BEGIN SOURCE RECORDS

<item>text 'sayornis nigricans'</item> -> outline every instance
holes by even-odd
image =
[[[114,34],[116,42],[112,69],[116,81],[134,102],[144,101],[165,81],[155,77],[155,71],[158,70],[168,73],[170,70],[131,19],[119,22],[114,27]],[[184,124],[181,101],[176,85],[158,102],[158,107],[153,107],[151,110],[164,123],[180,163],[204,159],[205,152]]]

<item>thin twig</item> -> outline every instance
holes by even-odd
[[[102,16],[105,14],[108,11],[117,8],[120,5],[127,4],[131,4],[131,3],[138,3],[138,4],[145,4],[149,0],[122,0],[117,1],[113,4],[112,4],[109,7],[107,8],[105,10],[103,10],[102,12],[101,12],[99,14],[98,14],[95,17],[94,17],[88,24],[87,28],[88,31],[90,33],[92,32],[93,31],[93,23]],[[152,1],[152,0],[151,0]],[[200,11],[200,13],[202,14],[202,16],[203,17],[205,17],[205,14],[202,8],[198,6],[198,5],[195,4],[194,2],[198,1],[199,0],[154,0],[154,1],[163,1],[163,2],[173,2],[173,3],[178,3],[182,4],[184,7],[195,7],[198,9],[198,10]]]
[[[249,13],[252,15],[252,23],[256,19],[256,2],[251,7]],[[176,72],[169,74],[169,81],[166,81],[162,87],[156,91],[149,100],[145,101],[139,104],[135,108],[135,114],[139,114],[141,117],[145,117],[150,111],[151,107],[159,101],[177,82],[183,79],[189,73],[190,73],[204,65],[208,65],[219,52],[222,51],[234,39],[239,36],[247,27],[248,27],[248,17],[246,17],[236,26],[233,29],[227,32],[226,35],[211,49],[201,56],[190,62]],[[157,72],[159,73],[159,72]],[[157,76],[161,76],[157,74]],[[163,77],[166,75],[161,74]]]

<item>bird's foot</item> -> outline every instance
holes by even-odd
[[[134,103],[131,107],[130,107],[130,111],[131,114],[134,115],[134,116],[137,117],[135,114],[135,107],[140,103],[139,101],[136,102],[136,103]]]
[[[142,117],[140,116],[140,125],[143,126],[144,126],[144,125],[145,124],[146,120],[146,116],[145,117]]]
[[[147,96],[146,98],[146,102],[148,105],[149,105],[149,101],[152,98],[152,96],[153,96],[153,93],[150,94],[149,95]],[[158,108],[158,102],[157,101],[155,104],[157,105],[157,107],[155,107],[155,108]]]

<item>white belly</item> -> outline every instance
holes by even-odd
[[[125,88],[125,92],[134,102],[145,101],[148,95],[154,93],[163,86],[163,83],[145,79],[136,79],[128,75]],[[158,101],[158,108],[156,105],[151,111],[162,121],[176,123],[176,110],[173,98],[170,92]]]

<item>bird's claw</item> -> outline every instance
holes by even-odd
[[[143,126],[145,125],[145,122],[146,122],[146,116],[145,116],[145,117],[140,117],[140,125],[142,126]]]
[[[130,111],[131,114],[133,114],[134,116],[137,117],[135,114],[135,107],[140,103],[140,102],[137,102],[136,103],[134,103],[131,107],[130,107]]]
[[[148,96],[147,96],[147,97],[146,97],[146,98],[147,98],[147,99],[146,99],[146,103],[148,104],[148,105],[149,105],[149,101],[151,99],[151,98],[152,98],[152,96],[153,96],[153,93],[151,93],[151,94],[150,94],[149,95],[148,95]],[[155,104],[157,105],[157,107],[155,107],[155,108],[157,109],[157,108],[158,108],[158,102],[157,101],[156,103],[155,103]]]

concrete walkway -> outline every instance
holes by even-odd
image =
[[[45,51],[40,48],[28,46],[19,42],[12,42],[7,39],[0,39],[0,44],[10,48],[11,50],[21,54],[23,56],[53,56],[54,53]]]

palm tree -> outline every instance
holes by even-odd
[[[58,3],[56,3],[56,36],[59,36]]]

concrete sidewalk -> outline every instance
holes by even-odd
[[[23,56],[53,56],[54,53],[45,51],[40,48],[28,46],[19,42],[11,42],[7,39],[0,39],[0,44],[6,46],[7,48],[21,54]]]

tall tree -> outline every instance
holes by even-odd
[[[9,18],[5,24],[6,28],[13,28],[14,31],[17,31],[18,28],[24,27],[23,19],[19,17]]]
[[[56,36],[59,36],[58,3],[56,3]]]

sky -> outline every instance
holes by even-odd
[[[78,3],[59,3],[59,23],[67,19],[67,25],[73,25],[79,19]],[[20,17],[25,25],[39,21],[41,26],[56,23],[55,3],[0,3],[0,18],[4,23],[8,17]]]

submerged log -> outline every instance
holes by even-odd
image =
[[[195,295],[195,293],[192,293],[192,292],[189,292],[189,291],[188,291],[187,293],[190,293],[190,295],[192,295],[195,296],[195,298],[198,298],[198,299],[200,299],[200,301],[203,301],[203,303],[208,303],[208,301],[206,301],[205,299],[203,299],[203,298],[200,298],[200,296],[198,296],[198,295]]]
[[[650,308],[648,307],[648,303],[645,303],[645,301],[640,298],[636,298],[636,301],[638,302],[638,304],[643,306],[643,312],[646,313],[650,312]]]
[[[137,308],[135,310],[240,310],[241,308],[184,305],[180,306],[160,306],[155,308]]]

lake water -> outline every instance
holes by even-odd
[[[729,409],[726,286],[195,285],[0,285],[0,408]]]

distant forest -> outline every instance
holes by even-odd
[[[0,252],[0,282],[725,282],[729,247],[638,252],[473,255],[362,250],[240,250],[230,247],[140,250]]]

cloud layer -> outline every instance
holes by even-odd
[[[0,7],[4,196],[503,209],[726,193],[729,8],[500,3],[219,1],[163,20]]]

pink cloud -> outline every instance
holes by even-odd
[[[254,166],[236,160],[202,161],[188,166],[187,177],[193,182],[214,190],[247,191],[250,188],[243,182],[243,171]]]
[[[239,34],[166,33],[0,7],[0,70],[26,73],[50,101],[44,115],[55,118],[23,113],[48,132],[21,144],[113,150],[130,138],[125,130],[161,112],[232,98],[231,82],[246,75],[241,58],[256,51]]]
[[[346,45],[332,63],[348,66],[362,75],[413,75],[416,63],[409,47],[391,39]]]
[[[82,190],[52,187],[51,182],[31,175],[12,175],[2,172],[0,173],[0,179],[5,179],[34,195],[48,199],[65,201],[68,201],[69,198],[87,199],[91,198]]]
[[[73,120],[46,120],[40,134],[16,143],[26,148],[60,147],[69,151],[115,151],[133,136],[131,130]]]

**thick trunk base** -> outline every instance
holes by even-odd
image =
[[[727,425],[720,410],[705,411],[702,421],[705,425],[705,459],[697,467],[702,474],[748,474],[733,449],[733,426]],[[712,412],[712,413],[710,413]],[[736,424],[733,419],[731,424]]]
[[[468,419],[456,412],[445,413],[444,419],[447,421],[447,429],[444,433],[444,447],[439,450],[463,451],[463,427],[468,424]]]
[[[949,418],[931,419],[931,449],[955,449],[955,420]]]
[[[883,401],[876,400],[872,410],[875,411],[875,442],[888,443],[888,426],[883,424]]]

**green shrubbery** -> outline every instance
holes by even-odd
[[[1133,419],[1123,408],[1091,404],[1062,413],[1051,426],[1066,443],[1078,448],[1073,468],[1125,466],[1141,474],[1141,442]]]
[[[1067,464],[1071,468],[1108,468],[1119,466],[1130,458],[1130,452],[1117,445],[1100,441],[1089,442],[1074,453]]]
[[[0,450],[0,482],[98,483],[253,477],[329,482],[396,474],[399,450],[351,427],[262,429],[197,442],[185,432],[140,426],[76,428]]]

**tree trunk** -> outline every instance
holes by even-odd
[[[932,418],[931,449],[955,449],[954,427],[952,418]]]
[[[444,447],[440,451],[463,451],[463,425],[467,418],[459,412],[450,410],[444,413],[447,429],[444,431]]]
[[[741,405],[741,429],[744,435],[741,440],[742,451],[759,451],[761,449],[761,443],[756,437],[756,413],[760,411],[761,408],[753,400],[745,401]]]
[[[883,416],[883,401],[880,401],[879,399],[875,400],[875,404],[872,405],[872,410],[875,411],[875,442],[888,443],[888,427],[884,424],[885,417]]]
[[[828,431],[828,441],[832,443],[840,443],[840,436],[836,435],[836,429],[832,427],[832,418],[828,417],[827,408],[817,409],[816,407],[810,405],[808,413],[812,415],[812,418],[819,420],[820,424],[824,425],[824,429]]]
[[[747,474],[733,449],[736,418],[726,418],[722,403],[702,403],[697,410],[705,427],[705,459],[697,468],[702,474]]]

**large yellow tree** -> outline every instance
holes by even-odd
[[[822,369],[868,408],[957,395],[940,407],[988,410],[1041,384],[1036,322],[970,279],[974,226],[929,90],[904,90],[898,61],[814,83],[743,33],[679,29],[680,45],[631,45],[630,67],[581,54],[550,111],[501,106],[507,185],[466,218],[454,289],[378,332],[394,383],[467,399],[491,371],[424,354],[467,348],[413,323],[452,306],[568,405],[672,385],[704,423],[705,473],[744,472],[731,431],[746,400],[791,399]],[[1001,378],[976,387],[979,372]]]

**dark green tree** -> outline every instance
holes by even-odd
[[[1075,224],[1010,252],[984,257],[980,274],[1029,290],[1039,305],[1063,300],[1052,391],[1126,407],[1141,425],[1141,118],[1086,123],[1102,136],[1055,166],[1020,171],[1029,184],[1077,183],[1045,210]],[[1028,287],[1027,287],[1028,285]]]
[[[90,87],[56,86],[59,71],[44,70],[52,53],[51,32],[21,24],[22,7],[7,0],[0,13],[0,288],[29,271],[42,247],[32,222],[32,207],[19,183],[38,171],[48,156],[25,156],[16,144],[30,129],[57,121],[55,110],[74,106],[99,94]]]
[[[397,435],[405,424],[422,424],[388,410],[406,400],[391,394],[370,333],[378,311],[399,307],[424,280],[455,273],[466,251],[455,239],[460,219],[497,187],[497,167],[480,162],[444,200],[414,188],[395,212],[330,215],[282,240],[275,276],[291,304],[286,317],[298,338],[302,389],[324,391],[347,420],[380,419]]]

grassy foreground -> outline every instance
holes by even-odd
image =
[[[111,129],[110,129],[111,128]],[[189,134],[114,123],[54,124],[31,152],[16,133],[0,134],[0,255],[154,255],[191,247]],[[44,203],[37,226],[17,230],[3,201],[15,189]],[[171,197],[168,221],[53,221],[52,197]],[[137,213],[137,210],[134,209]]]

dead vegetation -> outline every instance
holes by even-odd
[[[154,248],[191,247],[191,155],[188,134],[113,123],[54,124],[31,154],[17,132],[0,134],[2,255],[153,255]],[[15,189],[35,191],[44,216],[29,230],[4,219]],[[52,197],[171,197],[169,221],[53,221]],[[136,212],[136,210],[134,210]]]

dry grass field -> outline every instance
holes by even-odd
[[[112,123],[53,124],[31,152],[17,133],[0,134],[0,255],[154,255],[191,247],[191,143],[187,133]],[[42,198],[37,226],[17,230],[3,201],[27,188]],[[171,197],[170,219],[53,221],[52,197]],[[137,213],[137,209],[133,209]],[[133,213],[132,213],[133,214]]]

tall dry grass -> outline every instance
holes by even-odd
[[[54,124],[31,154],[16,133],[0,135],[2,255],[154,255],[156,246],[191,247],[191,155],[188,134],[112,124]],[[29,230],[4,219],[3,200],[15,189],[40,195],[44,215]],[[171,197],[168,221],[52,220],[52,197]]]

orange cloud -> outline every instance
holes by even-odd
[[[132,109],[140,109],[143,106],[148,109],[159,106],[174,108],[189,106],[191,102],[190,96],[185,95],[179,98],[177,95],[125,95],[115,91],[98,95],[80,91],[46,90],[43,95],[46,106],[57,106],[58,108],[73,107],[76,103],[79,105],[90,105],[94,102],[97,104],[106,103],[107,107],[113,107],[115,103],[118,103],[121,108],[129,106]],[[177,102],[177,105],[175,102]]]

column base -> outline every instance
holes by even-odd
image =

END SOURCE RECORDS

## OBJECTIVE
Please print the material again, unchanged, from the line containing "tall dry grass -> outline every instance" through the last line of the material.

## EXPECTED OUTPUT
tall dry grass -> outline every instance
holes by even-odd
[[[54,124],[31,154],[16,133],[0,135],[2,255],[154,255],[156,246],[191,247],[191,155],[188,134],[112,124]],[[29,230],[4,219],[3,200],[15,189],[40,195],[44,215]],[[171,197],[168,221],[52,220],[52,197]]]

orange cloud -> outline every instance
holes by even-odd
[[[132,109],[140,109],[143,106],[148,109],[159,106],[174,108],[189,106],[191,102],[190,96],[185,95],[179,98],[177,95],[125,95],[115,91],[98,95],[80,91],[46,90],[43,95],[46,106],[57,106],[58,108],[73,107],[76,103],[79,105],[90,105],[94,102],[97,104],[106,103],[107,107],[113,107],[115,103],[118,103],[121,108],[129,106]],[[177,102],[177,105],[175,102]]]

column base -> outline every instance
holes by even-odd
image =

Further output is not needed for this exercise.